What you should do.
Output the lines of the records below verbatim, leaving out the pictures.

>> Start Data shown

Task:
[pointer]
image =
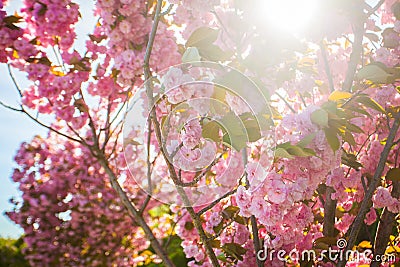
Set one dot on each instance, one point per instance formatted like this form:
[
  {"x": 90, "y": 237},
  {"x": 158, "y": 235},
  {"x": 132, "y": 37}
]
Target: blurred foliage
[
  {"x": 174, "y": 250},
  {"x": 11, "y": 253}
]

>> End Data shown

The reply.
Task:
[pointer]
image =
Set one dot on each instance, one point per instance formatted like this form:
[
  {"x": 90, "y": 237},
  {"x": 158, "y": 235},
  {"x": 132, "y": 37}
]
Target: blurred foliage
[
  {"x": 174, "y": 250},
  {"x": 11, "y": 253}
]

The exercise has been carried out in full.